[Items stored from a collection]
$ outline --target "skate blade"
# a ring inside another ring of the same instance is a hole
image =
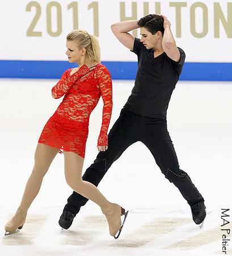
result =
[[[19,229],[17,229],[14,232],[9,232],[8,231],[6,231],[5,234],[5,236],[10,236],[11,234],[15,234],[16,233],[19,233]]]
[[[200,229],[202,229],[202,228],[203,228],[203,226],[204,226],[204,221],[203,221],[200,224]]]
[[[121,230],[123,230],[123,226],[124,225],[124,223],[125,223],[125,220],[126,220],[126,217],[127,217],[128,214],[128,211],[127,211],[127,212],[126,212],[125,213],[125,214],[124,214],[124,215],[125,215],[124,220],[124,221],[123,221],[123,224],[122,224],[121,226],[120,229],[119,229],[119,233],[118,233],[117,235],[117,234],[116,234],[117,236],[116,235],[116,236],[115,236],[115,239],[117,239],[117,238],[119,237],[119,236],[120,236],[120,234],[121,234]]]

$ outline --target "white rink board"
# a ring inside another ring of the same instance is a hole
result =
[[[159,11],[171,21],[186,61],[231,62],[232,2],[226,0],[2,1],[1,59],[66,60],[66,35],[77,27],[98,36],[103,61],[136,61],[110,26]]]

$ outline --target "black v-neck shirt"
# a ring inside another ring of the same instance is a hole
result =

Given exercise: How many lines in the records above contain the string "target", counting only matches in the same case? Reply with the number alone.

Result of the task: 3